Material supplied:
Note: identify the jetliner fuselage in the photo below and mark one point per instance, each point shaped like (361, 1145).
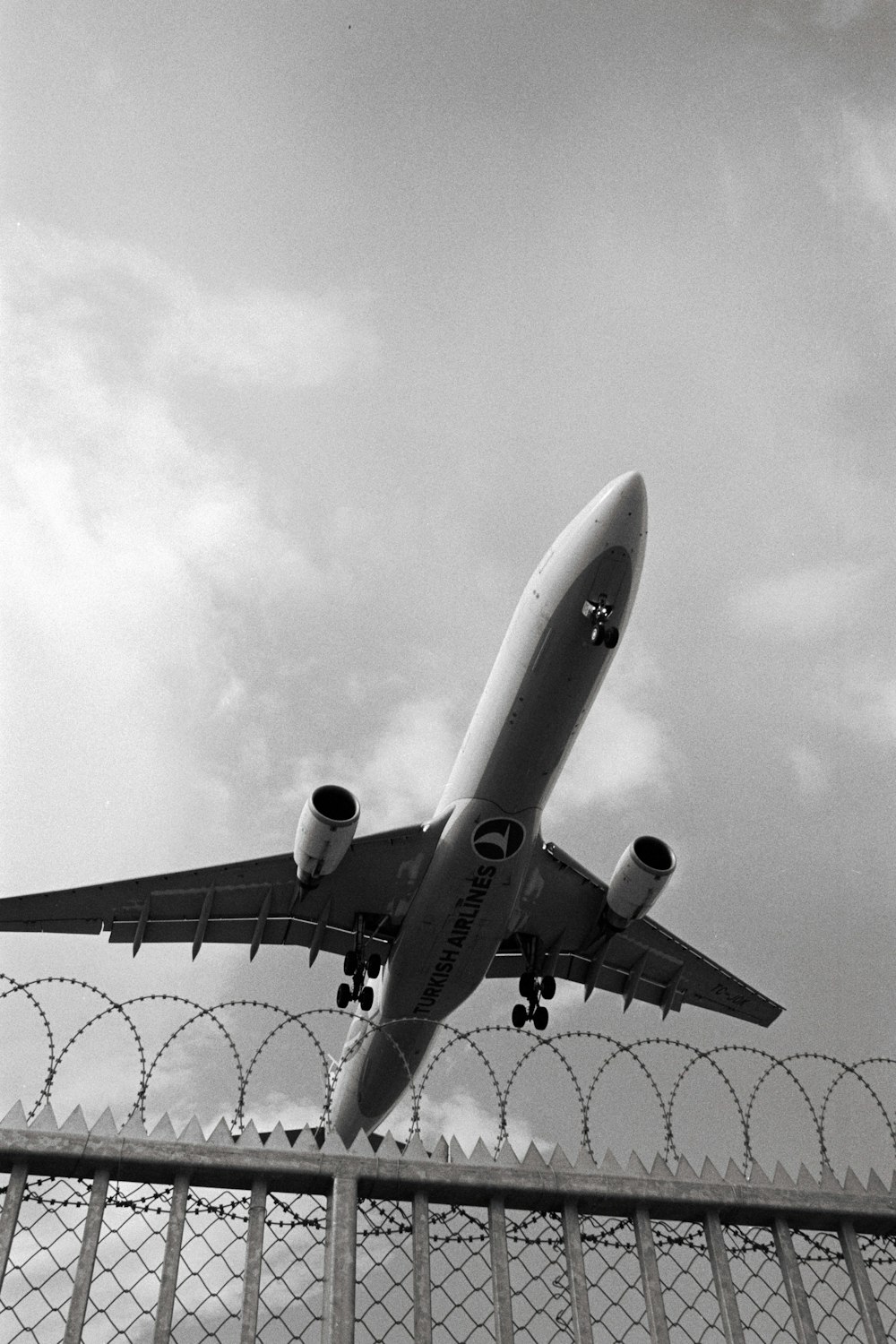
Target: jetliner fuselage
(533, 704)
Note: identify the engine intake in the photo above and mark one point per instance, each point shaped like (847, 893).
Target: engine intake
(325, 830)
(638, 878)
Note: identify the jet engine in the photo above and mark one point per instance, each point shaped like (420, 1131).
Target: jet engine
(638, 878)
(325, 830)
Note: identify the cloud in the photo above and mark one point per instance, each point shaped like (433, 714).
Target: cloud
(400, 776)
(622, 747)
(807, 604)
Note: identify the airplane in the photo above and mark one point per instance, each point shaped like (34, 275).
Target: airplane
(432, 910)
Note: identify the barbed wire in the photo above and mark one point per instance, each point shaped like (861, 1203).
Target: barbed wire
(586, 1061)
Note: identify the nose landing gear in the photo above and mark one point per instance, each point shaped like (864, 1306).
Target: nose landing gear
(533, 989)
(598, 613)
(360, 968)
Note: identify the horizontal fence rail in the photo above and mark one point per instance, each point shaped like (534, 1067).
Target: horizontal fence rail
(113, 1233)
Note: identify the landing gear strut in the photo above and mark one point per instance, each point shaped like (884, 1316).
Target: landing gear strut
(360, 968)
(598, 613)
(533, 989)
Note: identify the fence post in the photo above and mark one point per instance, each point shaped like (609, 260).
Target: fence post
(582, 1331)
(88, 1257)
(794, 1284)
(338, 1325)
(728, 1309)
(650, 1277)
(171, 1263)
(422, 1285)
(10, 1215)
(500, 1271)
(861, 1284)
(253, 1271)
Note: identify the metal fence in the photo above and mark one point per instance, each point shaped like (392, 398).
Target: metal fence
(168, 1228)
(113, 1234)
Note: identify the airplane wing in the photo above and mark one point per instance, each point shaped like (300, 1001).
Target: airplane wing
(560, 906)
(252, 902)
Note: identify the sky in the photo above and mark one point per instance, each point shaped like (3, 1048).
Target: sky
(320, 323)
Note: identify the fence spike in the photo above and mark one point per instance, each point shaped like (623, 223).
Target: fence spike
(164, 1131)
(559, 1160)
(711, 1174)
(684, 1171)
(46, 1121)
(756, 1175)
(105, 1126)
(193, 1133)
(455, 1152)
(220, 1134)
(414, 1150)
(249, 1137)
(874, 1185)
(782, 1179)
(362, 1147)
(279, 1140)
(15, 1117)
(481, 1156)
(75, 1124)
(389, 1148)
(134, 1126)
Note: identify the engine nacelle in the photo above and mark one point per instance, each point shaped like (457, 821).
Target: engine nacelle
(325, 830)
(638, 878)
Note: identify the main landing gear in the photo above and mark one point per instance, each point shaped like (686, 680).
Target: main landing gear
(599, 613)
(360, 968)
(533, 989)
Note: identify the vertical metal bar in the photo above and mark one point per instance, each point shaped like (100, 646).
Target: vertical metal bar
(88, 1258)
(422, 1287)
(650, 1277)
(253, 1273)
(10, 1215)
(793, 1282)
(500, 1273)
(582, 1330)
(338, 1325)
(171, 1262)
(861, 1284)
(728, 1309)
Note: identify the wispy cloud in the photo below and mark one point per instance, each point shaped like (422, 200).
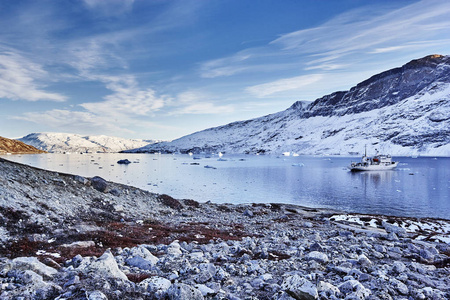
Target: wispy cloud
(20, 79)
(195, 102)
(110, 7)
(127, 99)
(74, 121)
(345, 40)
(285, 84)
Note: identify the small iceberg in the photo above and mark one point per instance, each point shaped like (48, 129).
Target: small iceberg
(124, 162)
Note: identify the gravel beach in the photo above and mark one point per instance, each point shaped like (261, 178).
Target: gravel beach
(68, 237)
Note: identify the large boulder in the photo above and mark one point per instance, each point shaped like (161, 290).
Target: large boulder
(183, 291)
(300, 288)
(99, 184)
(105, 266)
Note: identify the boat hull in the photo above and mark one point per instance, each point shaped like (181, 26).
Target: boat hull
(360, 168)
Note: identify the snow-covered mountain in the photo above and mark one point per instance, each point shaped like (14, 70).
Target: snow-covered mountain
(76, 143)
(402, 111)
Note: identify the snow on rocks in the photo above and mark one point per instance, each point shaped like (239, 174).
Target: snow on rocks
(105, 266)
(204, 250)
(300, 288)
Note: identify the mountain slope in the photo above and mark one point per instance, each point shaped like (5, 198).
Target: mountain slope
(14, 146)
(65, 142)
(403, 111)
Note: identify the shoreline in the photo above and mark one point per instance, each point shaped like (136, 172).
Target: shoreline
(69, 234)
(209, 191)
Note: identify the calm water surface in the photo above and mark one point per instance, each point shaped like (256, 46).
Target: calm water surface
(418, 187)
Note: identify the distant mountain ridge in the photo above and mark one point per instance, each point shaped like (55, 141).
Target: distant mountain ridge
(14, 147)
(402, 111)
(76, 143)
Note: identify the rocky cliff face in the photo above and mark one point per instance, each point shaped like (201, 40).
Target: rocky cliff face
(403, 111)
(13, 146)
(76, 143)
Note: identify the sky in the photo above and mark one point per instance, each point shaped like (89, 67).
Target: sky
(162, 69)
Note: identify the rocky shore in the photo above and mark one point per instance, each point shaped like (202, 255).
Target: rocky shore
(68, 237)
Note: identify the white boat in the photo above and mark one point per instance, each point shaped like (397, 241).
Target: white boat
(376, 163)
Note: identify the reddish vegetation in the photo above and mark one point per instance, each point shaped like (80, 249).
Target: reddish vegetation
(137, 277)
(122, 235)
(14, 146)
(170, 202)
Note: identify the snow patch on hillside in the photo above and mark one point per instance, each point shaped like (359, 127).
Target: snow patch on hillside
(76, 143)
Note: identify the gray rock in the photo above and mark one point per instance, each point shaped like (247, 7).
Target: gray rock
(248, 213)
(316, 247)
(180, 291)
(32, 263)
(326, 290)
(142, 251)
(398, 267)
(97, 295)
(426, 254)
(80, 179)
(299, 288)
(317, 256)
(354, 290)
(139, 262)
(99, 184)
(390, 228)
(399, 286)
(157, 286)
(105, 266)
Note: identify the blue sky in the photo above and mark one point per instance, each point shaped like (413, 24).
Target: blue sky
(162, 69)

Goal:
Revise all of the material above so that each "photo" becomes "image" and nothing else changes. Leave the pictures out of your output.

Exercise response:
Note: identify the jetliner fuselage in the image below and mark one point per instance, each point shaped like (361, 1145).
Target: jetliner fuselage
(533, 704)
Note: identify the engine intake in the image above and mark one point per instance, each point shaped like (847, 893).
Target: engine intake
(325, 830)
(638, 878)
Note: identify the jet engine in the image above and mark one point per instance, each point shaped like (420, 1131).
Target: jet engine
(638, 878)
(325, 830)
Note: identify the cloud in the image above and mark one point per instance, each point shaped like (433, 714).
Target: cloud
(400, 776)
(622, 747)
(807, 604)
Note: identify the airplane in the image above and mark one point per instance, each point shaped like (34, 275).
Target: airplane
(432, 910)
Note: identify the barbed wire in the image above and mark one point per instance, each point shaped like (861, 1203).
Target: barbed wire
(586, 1061)
Note: identify the nose landing gear in the image above and mark one point per instance, each point shaped like (864, 1306).
Target: nose landing gear
(533, 989)
(598, 613)
(360, 968)
Note: identify the horizontal fence rail in the image above and mark one point per instance, each point shaped like (534, 1067).
Target: horizontal fence rail
(113, 1233)
Note: identify the landing gear strut in the image above and mark one point per instance, each point shaped like (884, 1316).
Target: landing gear strut
(360, 968)
(598, 613)
(533, 989)
Note: identify the fence post in the image above and mark one point per instance, each point shaped like (609, 260).
Target: fence post
(582, 1331)
(88, 1257)
(794, 1284)
(338, 1325)
(728, 1309)
(650, 1277)
(171, 1263)
(422, 1285)
(10, 1215)
(500, 1271)
(861, 1284)
(253, 1271)
Note: identify the metal fence in the image above and mark one point per instance, each point shaped like (392, 398).
Target: metal fence
(168, 1228)
(113, 1234)
Note: identify the airplane wing in the image above and mark one point per instance, each point shaped like (300, 1001).
Target: airplane wing
(560, 906)
(252, 902)
Note: identify the sky in the image above and mark one point per instance, each point shaped like (3, 1048).
Target: sky
(320, 323)
Note: identify the fence spike in the image above and mark one point per instance, each point shaped like (623, 223).
Target: fence spike
(164, 1131)
(559, 1160)
(711, 1174)
(684, 1171)
(46, 1121)
(756, 1175)
(105, 1126)
(193, 1133)
(455, 1152)
(220, 1134)
(414, 1150)
(249, 1137)
(874, 1185)
(782, 1179)
(362, 1147)
(279, 1140)
(15, 1117)
(481, 1156)
(75, 1124)
(389, 1148)
(134, 1126)
Note: identify the engine nacelle in the image above and mark one point per instance, each point shaped like (457, 821).
Target: engine nacelle
(325, 830)
(638, 878)
Note: identify the main landing gear in the image above and mark one point per instance, each point shaped like (686, 680).
Target: main landing gear
(599, 613)
(360, 968)
(533, 989)
Note: identify the vertical metal bar in the image above and mark one point per instance, each point shaped like (100, 646).
Target: vertical metal bar
(88, 1258)
(422, 1287)
(650, 1277)
(253, 1273)
(10, 1215)
(793, 1282)
(500, 1273)
(582, 1330)
(338, 1325)
(171, 1262)
(861, 1284)
(728, 1309)
Note: identify the wispy cloud in the image below and mark one point per instance, each point shaped like (422, 200).
Target: wispy cloud
(20, 79)
(195, 102)
(110, 7)
(127, 99)
(74, 121)
(345, 40)
(285, 84)
Note: identify the small iceberg in the image above and mark one point per instance, each point shaped like (48, 129).
Target: small iceberg
(124, 162)
Note: identify the gravel beach in the image above and mark one point per instance, each point shaped like (261, 178).
Target: gravel beach
(68, 237)
Note: identify the large boulder in the image above and mark one point per instance, each point shaped like (161, 290).
Target: large boulder
(183, 291)
(300, 288)
(99, 184)
(105, 266)
Note: identify the boat hull in the image above and mark one point per instance, each point shaped like (181, 26).
Target: boat hull
(360, 168)
Note: identify the snow-covered mountain in the image above and mark one point per instance, each point shaped like (14, 70).
Target: snow-covered mountain
(76, 143)
(402, 111)
Note: identify the snow on rocks in the image above and mark one point per instance, each point shaped like (239, 174).
Target: snow on rocks
(105, 266)
(204, 250)
(300, 288)
Note: identify the mountain slope in the image above and mark one point per instance, each point shaped like (5, 198).
Target: mountain slope
(14, 146)
(65, 142)
(403, 111)
Note: identify the shoreline in the image above and mark one point per instance, each point shaped like (136, 172).
Target: shoreline
(69, 234)
(209, 191)
Note: identify the calm water surface in the image above and mark one point per instance, each point shaped like (256, 46).
Target: calm water surface
(418, 187)
Note: identify the distant mountain ridge in the image above and mark one point per instance, each point shaped like (55, 141).
Target: distant mountain ridge
(14, 147)
(402, 111)
(76, 143)
Note: identify the rocky cliff face in the image above and mark one point per instance, each point shaped like (201, 40).
Target: rocky cliff face
(403, 111)
(13, 146)
(76, 143)
Note: identify the sky in the image above and mark one point per instance, each point shaped like (89, 67).
Target: sky
(162, 69)
Note: identify the rocky shore in the image above and mark one point per instance, each point shaped like (202, 255).
Target: rocky shore
(68, 237)
Note: identify the white boat in the image above and mark one point per instance, each point shaped like (397, 241).
Target: white boat
(376, 163)
Note: identify the reddish vegetation in the image above and mark one point per instance, each point shaped like (80, 249).
Target: reddish vegetation
(137, 277)
(122, 235)
(14, 146)
(170, 202)
Note: identify the snow patch on hillside in the image above and mark one point per instance, each point shaped like (359, 127).
Target: snow patch on hillside
(76, 143)
Note: identify the gray rock in the image above and mark one point per instance, each point shaped like (247, 7).
Target: gray rock
(248, 213)
(316, 247)
(180, 291)
(32, 263)
(326, 290)
(142, 251)
(398, 267)
(97, 295)
(426, 254)
(80, 179)
(299, 288)
(317, 256)
(354, 290)
(139, 262)
(99, 184)
(390, 228)
(399, 286)
(157, 286)
(105, 266)
Note: identify the blue sky in the image above and mark one point per instance, each point shaped like (413, 24).
Target: blue sky
(162, 69)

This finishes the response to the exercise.